*TASK LIST*
A - In the passage on not complaining, which activities does it say we are kept from doing while we complain?
B - Extend the passage on not complaining, starting after its final sentence.

*READING PASSAGE*
· · · ·
The Need – Sometimes – Not to Complain

We know so much about the importance of complaining; of standing up against problems; of pointing out what is wrong; of doing our part to fight for goodness and justice. 

Yet it’s because we know this lesson so well that it can – at particular moments – pay to let into our minds another far more peculiar and provocative thought, not to replace it but to sit alongside it: the importance of – sometimes – moving silently away from disappointment, letdown, irritation and evil; of falling quiet; of not-complaining. 

Eduard Ole, Travellers, 1929

We may choose not to complain not because we are weak, or wilful or indifferent or cowed or callous, but for a more fundamental and clear-eyed reason: because we are up against something we know we cannot change; because we have enough experience of power and victory to recognise powerlessness and constraint; because we appreciate that to complain about something that isn’t going to change carries as much of a cost as not to complain about something that can.

Through futile pleading, we let go of what remains of our power and further surrender our dignity to an undeserving foe. We pay what is awful too much respect to dwell on it continuously yet in vain. For while we complain, there is so much that we are prevented from doing: innovating, thinking, building, nurturing. Our enemy may have captured our outward circumstances, we should refuse on top of everything else to give them our time and our composure. In the frank acknowledgement of our powerlessness lies a last assertion of our power. 

That is why – when we can do nothing about an antagonist, a tyrant, a rumour, a delay, a disease – we may with dignity turn our minds elsewhere. It isn’t that we don’t care. We just refuse to allow the insuperable problem to take up more of our imagination and opt instead to focus on what can still be improved and enjoyed.
· · · ·
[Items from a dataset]
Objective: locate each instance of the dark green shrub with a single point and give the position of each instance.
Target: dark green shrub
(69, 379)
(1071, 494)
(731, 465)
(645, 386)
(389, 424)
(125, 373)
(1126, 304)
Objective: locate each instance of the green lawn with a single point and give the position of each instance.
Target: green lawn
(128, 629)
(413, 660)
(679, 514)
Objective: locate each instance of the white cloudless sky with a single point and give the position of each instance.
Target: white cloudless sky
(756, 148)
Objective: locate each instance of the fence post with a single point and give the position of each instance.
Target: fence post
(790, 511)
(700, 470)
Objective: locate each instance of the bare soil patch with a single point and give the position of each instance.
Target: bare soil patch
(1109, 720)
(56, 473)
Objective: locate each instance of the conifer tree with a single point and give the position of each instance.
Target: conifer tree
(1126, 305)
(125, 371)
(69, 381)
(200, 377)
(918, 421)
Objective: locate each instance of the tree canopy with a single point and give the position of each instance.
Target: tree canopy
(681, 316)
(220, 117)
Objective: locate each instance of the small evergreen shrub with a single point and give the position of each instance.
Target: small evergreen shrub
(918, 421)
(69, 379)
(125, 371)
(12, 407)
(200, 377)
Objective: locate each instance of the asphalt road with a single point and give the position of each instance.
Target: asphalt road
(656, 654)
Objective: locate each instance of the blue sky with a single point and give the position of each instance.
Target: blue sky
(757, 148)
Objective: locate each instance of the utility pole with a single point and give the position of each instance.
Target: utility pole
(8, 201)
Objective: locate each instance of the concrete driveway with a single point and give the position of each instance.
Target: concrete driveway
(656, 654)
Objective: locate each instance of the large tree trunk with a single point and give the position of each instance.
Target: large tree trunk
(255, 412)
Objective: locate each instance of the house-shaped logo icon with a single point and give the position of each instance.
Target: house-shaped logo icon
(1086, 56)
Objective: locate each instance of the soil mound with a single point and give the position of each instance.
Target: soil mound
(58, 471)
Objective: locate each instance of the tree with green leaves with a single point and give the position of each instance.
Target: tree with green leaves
· · · ·
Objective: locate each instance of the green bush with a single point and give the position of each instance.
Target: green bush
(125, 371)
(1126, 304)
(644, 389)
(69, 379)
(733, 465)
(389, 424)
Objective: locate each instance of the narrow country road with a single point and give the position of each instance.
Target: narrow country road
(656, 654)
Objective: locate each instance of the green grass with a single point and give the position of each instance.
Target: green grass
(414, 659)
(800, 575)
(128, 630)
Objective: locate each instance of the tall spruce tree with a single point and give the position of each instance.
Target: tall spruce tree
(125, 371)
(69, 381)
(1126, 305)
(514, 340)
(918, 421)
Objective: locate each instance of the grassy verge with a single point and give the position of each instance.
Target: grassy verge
· · · ·
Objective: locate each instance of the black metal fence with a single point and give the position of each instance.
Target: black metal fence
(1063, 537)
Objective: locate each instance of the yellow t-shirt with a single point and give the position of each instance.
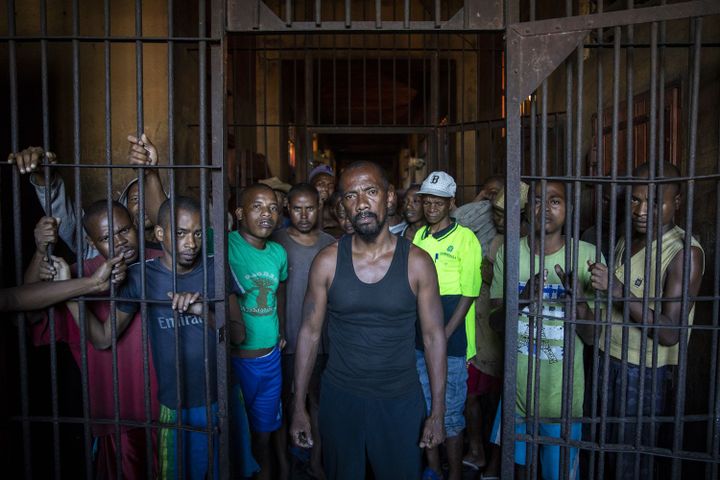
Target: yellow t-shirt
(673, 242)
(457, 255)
· · · ·
*RESPONSES PER TASK*
A - Innovating, thinking, building, and nurturing.

B -
This is a philosophy of pessimism rather than of resignation. The pessimist attempts to liberate themselves from futile outrage and reclaim freedom amidst upset by swiftly pricing in what is irredeemable. The pessimist refuses to give the negative the power to overtake them. Their bodies may be in agony, governments perfidious, folly triumphant. They will not be entirely subsumed, they will not allow awfulness a final victory.

We can consider the two great selective non-complainers of the Western tradition, Socrates and Jesus. They tried – as few others have before or since – to replace vindictiveness and irrationality with kindness and thought. But when unbudgeable disaster came, they didn’t challenge. ‘Complain to the government of Athens,’ Socrates’s friends urged him when his death sentence was delivered. ‘No,’ he replied, ‘let’s do a little more philosophy in the hours that remain.’ ‘Complain to the Roman authorities,’ Jesus’s friends urged him. But the time for that was gone: ‘they know not what they do.’

We shouldn’t give our enemies the privilege of consuming our minds. We can fight them with intensity and then – when we can do no more – should turn elsewhere, not in order to escape our duties but so as better to mine what remains of our capacities for hope and love.